Excerpted text>
Q: Where do you see the biggest opportunity for growth in the spine field today?
Dennis Crandall, MD, Founder and Medical Director of Sonoran Spine Center, Mesa, Ariz.: Pain management and conservative care seems underdeveloped in our area.
Ara Deukmedjian, MD, Founder, Deuk Spine Institute, Melbourne, Fla.: Degenerative spinal conditions and pain management will be the areas of greatest growth for the next decade. We are getting better at treating and curing back and neck pain with very little risk to patients due to advances in technology and dissemination of knowledge and skills amongst providers.
Walter Eckman, MD, Founder, Aurora Spine Center, Tupelu, Miss.: We have learned that most chronic low back pain can be successfully treated with single level minimally invasive fusion. The challenge is to identify the level and have a successful operation without significant long term morbidity. We have tracked patient outcomes for nearly 10 years and identified specific anatomic patterns which have great outcomes. We need for these various patterns to be subject to more rigorous randomized studies with long term follow-up (five years or more). If these diagnostic and treatment concepts are proven, there will be great demand for definitive surgical solutions instead of temporary measures which are ineffective with long term problems (ESI, PT, narcotics, manipulation, traction, etc ad infinitum). In contrast to the attitude of most insurance companies, surgical solutions will be more beneficial and less costly in the long run and lumbar fusions should increase to help many more people with chronic back pain.
Brian R. Gantwerker, MD, Spine Surgeon, The Craniospinal Center of Los Angeles: Minimally invasive techniques minimizing patient stay, blood loss and pain, close collaboration with pain doctors to form organizations to pressure insurance companies to continue to pay for services rendered and to augment our negotiating power.

Task A> According to the spine field Q&A, for how long has Walter Eckman tracked patient outcomes?
Task B> Translate this sentence from the spine field Q&A into Spanish: "Pain management and conservative care seems underdeveloped in our area."
Task C> Summarize the spine field Q&A in two sentences.

Supplied records>
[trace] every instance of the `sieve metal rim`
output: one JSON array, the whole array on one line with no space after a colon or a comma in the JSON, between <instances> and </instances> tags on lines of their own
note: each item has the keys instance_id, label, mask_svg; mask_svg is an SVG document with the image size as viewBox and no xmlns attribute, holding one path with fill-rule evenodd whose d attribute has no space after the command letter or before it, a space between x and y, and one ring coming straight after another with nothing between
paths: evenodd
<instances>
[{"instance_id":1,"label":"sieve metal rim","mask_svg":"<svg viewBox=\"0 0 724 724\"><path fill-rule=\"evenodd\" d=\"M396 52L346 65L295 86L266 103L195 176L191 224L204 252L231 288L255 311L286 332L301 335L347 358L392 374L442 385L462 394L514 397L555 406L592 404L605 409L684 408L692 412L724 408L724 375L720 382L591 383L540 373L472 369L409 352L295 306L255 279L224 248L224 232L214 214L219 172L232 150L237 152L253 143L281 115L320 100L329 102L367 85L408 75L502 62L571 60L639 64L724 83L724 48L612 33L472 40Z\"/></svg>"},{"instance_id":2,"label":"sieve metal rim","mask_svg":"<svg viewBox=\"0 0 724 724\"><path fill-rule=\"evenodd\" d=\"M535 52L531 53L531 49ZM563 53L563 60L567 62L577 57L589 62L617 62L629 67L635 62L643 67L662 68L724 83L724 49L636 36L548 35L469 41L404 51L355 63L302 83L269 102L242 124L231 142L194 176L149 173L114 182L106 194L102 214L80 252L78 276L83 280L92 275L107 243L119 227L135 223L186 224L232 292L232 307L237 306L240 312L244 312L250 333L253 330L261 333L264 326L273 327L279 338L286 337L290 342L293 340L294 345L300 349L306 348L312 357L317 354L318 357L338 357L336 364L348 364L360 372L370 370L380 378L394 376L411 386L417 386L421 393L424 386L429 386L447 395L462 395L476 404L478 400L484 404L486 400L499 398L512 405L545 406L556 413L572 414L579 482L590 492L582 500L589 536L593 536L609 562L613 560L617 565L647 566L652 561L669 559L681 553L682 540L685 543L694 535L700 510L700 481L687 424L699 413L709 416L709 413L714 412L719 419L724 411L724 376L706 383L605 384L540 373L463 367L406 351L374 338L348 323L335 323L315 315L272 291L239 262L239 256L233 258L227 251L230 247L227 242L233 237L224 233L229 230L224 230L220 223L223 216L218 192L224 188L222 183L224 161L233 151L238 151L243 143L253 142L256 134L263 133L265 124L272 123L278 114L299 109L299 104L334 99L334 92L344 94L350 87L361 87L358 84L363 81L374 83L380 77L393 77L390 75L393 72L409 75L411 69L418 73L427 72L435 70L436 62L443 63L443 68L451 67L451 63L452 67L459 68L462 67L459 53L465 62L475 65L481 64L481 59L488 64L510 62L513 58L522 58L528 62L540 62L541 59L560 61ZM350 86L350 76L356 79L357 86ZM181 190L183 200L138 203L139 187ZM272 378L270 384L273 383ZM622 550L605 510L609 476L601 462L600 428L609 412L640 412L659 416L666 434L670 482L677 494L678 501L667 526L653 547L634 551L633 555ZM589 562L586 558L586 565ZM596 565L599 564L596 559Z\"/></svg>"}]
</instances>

Written solution A> Nearly 10 years.

Written solution B> El manejo del dolor y la atención conservadora parecen poco desarrollados en nuestra zona.

Written solution C> Four spine doctors name where they see the biggest growth opportunity in the spine field, pointing to pain management and conservative care, degenerative spinal conditions, single-level minimally invasive fusion for chronic low back pain, and minimally invasive techniques. Eckman calls for more rigorous long-term studies and argues that surgical solutions will be more beneficial and less costly in the long run, while Gantwerker urges close work with pain doctors to pressure insurance companies and boost negotiating power.